> **SET PROBLEM**
Copy each of the items below word for word, keeping their order.

> **DATA SUPPLIED**

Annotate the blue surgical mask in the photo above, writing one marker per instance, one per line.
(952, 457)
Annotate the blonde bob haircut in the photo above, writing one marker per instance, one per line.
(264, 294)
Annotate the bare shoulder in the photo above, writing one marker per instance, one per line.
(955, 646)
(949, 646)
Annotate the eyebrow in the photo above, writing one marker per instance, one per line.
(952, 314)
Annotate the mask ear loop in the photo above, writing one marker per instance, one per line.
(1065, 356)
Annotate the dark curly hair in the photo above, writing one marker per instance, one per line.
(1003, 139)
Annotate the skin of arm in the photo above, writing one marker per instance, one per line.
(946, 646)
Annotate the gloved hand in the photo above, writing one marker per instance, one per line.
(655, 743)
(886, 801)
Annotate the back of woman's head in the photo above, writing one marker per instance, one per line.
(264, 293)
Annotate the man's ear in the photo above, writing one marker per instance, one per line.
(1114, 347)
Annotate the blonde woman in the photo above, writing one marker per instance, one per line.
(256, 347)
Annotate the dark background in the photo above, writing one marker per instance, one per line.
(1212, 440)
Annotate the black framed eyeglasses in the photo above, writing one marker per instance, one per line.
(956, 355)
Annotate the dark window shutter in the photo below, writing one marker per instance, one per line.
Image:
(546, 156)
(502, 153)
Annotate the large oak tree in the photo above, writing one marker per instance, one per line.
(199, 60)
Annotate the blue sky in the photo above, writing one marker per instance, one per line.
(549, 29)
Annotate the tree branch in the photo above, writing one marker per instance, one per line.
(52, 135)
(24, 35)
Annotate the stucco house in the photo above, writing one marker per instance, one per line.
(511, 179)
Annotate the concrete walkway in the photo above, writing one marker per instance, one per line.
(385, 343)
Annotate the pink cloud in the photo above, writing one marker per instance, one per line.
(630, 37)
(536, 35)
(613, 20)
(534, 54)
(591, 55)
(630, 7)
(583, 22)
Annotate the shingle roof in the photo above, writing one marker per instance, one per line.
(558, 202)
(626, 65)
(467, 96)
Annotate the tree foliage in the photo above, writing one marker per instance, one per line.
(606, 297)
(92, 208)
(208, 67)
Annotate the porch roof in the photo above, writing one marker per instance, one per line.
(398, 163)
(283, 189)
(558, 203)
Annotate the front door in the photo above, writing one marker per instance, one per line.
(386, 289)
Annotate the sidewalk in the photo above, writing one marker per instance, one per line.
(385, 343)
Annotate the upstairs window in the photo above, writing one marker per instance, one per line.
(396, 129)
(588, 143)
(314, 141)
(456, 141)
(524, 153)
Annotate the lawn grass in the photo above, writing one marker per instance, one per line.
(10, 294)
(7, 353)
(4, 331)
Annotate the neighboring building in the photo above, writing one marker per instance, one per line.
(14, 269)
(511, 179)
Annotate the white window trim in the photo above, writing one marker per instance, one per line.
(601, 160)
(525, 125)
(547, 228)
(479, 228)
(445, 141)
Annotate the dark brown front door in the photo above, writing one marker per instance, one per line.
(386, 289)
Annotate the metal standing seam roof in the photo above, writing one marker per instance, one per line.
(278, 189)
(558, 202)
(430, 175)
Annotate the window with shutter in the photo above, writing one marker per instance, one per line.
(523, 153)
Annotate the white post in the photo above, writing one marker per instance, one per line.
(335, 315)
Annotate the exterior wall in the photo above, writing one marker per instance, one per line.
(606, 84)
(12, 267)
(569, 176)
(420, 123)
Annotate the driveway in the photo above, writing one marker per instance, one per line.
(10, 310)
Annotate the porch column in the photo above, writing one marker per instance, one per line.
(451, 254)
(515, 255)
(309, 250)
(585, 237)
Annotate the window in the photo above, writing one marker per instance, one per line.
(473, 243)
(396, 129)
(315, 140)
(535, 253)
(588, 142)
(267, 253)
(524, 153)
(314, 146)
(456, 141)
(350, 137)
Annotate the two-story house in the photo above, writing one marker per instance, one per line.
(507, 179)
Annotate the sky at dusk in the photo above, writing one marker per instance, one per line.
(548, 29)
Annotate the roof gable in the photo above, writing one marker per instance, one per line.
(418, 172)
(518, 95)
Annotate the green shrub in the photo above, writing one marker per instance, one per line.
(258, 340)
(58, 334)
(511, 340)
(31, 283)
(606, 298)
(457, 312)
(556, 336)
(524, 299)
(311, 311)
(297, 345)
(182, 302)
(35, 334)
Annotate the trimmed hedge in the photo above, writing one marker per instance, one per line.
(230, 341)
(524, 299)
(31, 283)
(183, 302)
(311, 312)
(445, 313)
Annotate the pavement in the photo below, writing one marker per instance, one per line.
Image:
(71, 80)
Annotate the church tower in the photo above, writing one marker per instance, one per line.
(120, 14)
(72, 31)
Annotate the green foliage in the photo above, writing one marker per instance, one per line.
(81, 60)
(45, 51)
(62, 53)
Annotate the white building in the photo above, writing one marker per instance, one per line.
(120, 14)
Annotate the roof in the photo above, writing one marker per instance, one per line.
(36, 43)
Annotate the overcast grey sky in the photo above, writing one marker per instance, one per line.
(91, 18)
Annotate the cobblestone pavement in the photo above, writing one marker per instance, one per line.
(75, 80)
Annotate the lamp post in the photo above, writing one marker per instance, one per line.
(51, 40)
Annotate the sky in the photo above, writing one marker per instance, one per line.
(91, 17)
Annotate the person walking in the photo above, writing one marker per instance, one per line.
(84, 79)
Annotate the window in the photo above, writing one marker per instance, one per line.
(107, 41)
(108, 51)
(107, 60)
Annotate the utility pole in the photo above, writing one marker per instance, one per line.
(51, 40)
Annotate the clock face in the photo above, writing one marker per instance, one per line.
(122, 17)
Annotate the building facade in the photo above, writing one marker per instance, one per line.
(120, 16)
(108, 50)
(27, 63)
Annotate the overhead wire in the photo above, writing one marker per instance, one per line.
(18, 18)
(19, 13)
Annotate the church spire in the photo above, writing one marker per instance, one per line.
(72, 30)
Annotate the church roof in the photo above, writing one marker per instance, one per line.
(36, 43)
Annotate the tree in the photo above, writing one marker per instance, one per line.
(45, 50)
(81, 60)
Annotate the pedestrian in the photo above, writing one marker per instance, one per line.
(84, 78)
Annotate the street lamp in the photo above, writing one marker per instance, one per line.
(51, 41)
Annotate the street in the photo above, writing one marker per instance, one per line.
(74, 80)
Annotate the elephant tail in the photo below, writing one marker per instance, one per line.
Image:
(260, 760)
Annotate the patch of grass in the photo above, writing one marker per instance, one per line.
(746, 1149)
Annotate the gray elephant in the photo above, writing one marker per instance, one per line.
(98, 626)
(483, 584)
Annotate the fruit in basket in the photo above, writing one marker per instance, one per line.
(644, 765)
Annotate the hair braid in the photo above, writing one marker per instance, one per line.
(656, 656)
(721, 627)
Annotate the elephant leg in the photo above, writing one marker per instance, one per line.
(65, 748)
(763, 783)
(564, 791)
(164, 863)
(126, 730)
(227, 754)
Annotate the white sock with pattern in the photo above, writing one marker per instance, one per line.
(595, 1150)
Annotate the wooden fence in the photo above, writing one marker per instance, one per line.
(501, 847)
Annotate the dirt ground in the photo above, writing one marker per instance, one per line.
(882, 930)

> **TASK OUTPUT**
Annotate the blue surgical mask in the photo above, writing one marker per instance, one per line.
(952, 457)
Annotate the blonde bob haircut in the photo above, writing one marker per instance, one per line.
(264, 294)
Annotate the bare shoulder in the photo above, writing one marker per instance, one per line.
(955, 646)
(949, 646)
Annotate the eyebrow in the photo above, writing one marker per instance, one per line.
(952, 314)
Annotate the mask ear loop in the photo above, writing one marker per instance, one per line.
(1065, 356)
Annotate the dark curly hair in the photo above, writing one marker per instance, one per line.
(1003, 139)
Annotate the skin of arm in the photo above, writing one marker per instance, one per line.
(946, 646)
Annotate the gloved hand in the photo above, writing one marker per instance, one per line.
(655, 743)
(886, 801)
Annotate the back of woman's head in the photo above, writing one marker per instance, one per line.
(264, 293)
Annotate the man's ear in the photo above, writing one marker per instance, one per line.
(1114, 347)
Annotate the blonde woman in the photo above, writing one marker per instance, one per line.
(256, 347)
Annotate the dark background in the photo above, writing one marker per instance, one per line.
(1212, 440)
Annotate the black framed eyeglasses in the photo above, writing one marker per instance, one per line.
(956, 355)
Annotate the dark window shutter in the photo below, writing one marker per instance, one per line.
Image:
(546, 156)
(502, 153)
Annotate the large oak tree in the photo above, writing one marker per instance, one per line.
(199, 60)
Annotate the blue sky in the photo above, writing one marker per instance, one per line.
(549, 29)
Annotate the tree branch in the photo above, writing one marker per instance, one per line.
(52, 135)
(24, 35)
Annotate the stucco house in the photo above, writing one marker per instance, one per line.
(511, 179)
Annotate the concrete walkway in the photo above, writing one marker per instance, one per line.
(385, 343)
Annotate the pink cloud in the photo above, writing one marker per instance, one per line.
(630, 37)
(536, 35)
(613, 20)
(534, 54)
(591, 55)
(630, 7)
(583, 22)
Annotate the shingle roof in the photo above, writing one marker per instance, one per line.
(558, 202)
(626, 65)
(467, 96)
Annotate the tree foliage in the photo above, writing one marker per instance, one per line.
(606, 297)
(92, 208)
(208, 67)
Annotate the porch roof in the photo above, writing one marker per instance, one per line.
(398, 163)
(283, 189)
(558, 203)
Annotate the front door in the photo above, writing one marker per instance, one per line.
(386, 289)
Annotate the sidewalk in the photo above, writing one marker per instance, one per line.
(385, 343)
Annotate the upstairs window in the photo above, writing one marker per instance, one per line.
(396, 129)
(588, 143)
(314, 141)
(456, 141)
(524, 153)
Annotate the lawn grass in the photo above, writing one marker per instance, one per line.
(10, 294)
(7, 353)
(4, 331)
Annotate the neighboring building in the photo above, writing one marker per instance, one per line.
(14, 269)
(511, 179)
Annotate the white window trim in the photo above, writing one marker per instance, one per line.
(601, 160)
(525, 125)
(547, 228)
(479, 228)
(445, 141)
Annotate the dark brown front door in the photo above, writing one marker per instance, one per line.
(386, 289)
Annotate the metal standing seam roof in the photo above, writing one marker per instance, one per line.
(278, 189)
(558, 202)
(430, 175)
Annotate the window with shutter in the photo above, writing one marker per instance, one per line.
(523, 153)
Annotate the white post in the photo above, writing one marker per instance, one per line.
(335, 315)
Annotate the exterior wall in the photo above, writing one marker per instance, one per line.
(606, 84)
(12, 267)
(569, 176)
(420, 123)
Annotate the driveway in the photo above, writing one marker per instance, one per line.
(10, 310)
Annotate the porch column in the photo above, writing one marker per instance, one per line.
(451, 254)
(515, 255)
(309, 250)
(585, 237)
Annotate the window in the photo above, writing one marker per instance, one per line.
(473, 243)
(396, 129)
(315, 140)
(535, 253)
(588, 142)
(267, 253)
(524, 153)
(314, 146)
(456, 141)
(350, 137)
Annotate the two-story house in the photo above, writing one marker per instance, one per line.
(507, 179)
Annotate the sky at dusk in the photo above, writing one marker per instance, one per line.
(548, 29)
Annotate the roof gable in the photo above, writing one marker per instance, one per line.
(418, 172)
(518, 95)
Annotate the green shrub in the photo above, writing one marker per instance, one per line.
(258, 340)
(58, 334)
(511, 340)
(31, 283)
(606, 298)
(457, 312)
(556, 336)
(524, 299)
(311, 311)
(297, 345)
(182, 302)
(35, 334)
Annotate the trimmed hedge in the photo above, writing one marker per instance, one per line.
(230, 341)
(524, 299)
(31, 283)
(183, 302)
(311, 312)
(445, 313)
Annotate the pavement in the photo below, writing one marker per instance, one per line.
Image:
(71, 80)
Annotate the church tower in the photo above, writing one marker per instance, one per line.
(120, 14)
(72, 31)
Annotate the green foliage in the photo above, writing one marker per instance, one per line.
(81, 60)
(45, 51)
(62, 53)
Annotate the white building in the photo above, writing one marker per instance, one per line.
(120, 14)
Annotate the roof in the photo above, writing one marker per instance, one per line.
(36, 43)
Annotate the overcast grey sky in the photo above, writing one marker per instance, one per line.
(91, 18)
Annotate the cobblestone pavement in the photo above, writing one marker per instance, one per line.
(75, 80)
Annotate the lamp post in the photo above, writing one marker per instance, one per line.
(51, 40)
Annotate the sky in the photo above, writing one marker per instance, one per line.
(91, 17)
Annotate the person walking in the photo above, writing one marker per instance, one per line.
(84, 79)
Annotate the window in the photo above, writing one marker per instance, one per line.
(107, 41)
(108, 51)
(107, 60)
Annotate the utility pole in the photo above, writing one marker per instance, one per line.
(51, 40)
Annotate the clock face in the photo above, writing one marker per instance, one per line.
(122, 17)
Annotate the building facade in the photo above, writing one marker per instance, one per line.
(120, 16)
(108, 50)
(27, 63)
Annotate the overhead wire in the photo above, writing one marker per instance, one per line.
(18, 18)
(19, 13)
Annotate the church spire in the photo above, writing one marker per instance, one per line.
(72, 30)
Annotate the church roof in the photo above, writing one marker per instance, one per line.
(36, 43)
Annotate the tree in the photo above, writing one marker per instance, one per line.
(45, 50)
(81, 60)
Annotate the pedestrian in the photo above, writing one marker per instance, one per line.
(84, 78)
Annotate the street lamp in the photo above, writing one marker per instance, one per line.
(51, 41)
Annotate the street in the photo above, writing one marker per instance, one per line.
(74, 80)
Annotate the elephant tail in the photo below, writing one marker per instance, one per line.
Image:
(260, 760)
Annotate the patch of grass in the photo above, writing one marker per instance, one per line.
(746, 1149)
Annotate the gray elephant in the photo above, writing one marker per instance, one per line.
(98, 626)
(483, 584)
Annotate the fruit in basket in the photo above, writing one marker per instance, one per line.
(644, 765)
Annotate the hair braid in the photo above, writing one marker per instance, one per line.
(656, 656)
(721, 627)
Annotate the elephant leg in the photo above, writing one marker per instance, one per line.
(65, 748)
(763, 783)
(564, 791)
(164, 863)
(126, 730)
(227, 754)
Annotate the white sock with pattern in the photo above, writing one marker per instance, one per line.
(595, 1150)
Annotate the wooden fence in the photo above, writing one marker per instance, one per line.
(501, 847)
Annotate the dirt ground in the photo above, writing one marker per instance, one per line.
(882, 930)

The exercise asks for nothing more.